Short problem 1
According to the financial modelling text, what should a model always begin with?
Short problem 2
From the financial modelling text, extract the passage that begins at the words "Your model should instil" and stops after "incomplete historical data?".

Undertaking a task that is inherently challenging and laborious more than once doesn’t make sense,it’s inefficient and eats into our levels of productivity. It is therefore critical that we find a smarter way to deal with financial modelling. If you are finding it a complicated task, the likelihood is that it’s going to be indigestible for those who are viewing it – this spells trouble when those people are potential investors.

Let’s go back to basics. What is financial modelling?Financial models are mathematical calculations that link variables together to represent a version of the performance of the business, financial asset or project that is presented in a clear and simplified format.  So how do you make sure that the model is going to be easily understood and your efforts see a return? We offer some tips below.

  1. Build for your Audience

Are you presenting this model your team to evaluate business performance or to secure further investment? Speak to your potential investors or business partners and determine what it is that they deem to be important within the model. It will be a waste of your time to build a complex model with a large volume of assumptions and variables when your investor just want to see a 36-month forecast that uses 12 months of historical data. 

  1. Be Consistent

Your model should instil confidence, not apprehension. It’s good practice to be consistent on every part of your spreadsheet from calculations (obviously) styles and formats, decimal places, time series columns and header indentation. Consistency is key and will go a long way to enabling your audience to view the document with clarity.

  1. Use Historical Data

Believe it or not, many businesses do not always include historical data within the financial model. Your model should always begin with historical data and move into projected data. This will help your audience to understand how the assumptions that you’ve made relate to business reality.

But what if there is incomplete historical data?

Record excerpts
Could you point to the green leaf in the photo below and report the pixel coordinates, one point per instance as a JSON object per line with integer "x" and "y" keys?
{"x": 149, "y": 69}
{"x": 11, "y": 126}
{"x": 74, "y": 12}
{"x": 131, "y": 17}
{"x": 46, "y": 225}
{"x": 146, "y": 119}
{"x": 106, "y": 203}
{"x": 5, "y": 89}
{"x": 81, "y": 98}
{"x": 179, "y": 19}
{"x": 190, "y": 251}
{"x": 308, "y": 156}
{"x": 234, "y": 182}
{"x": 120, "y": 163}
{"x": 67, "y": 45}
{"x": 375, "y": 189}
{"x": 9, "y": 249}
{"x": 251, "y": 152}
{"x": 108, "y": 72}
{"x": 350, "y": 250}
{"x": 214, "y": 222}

Exercise answer 1
It should begin with historical data and then move into projected data.

Exercise answer 2
Your model should instil confidence, not apprehension. It’s good practice to be consistent on every part of your spreadsheet from calculations (obviously) styles and formats, decimal places, time series columns and header indentation. Consistency is key and will go a long way to enabling your audience to view the document with clarity.

  1. Use Historical Data

Believe it or not, many businesses do not always include historical data within the financial model. Your model should always begin with historical data and move into projected data. This will help your audience to understand how the assumptions that you’ve made relate to business reality.

But what if there is incomplete historical data?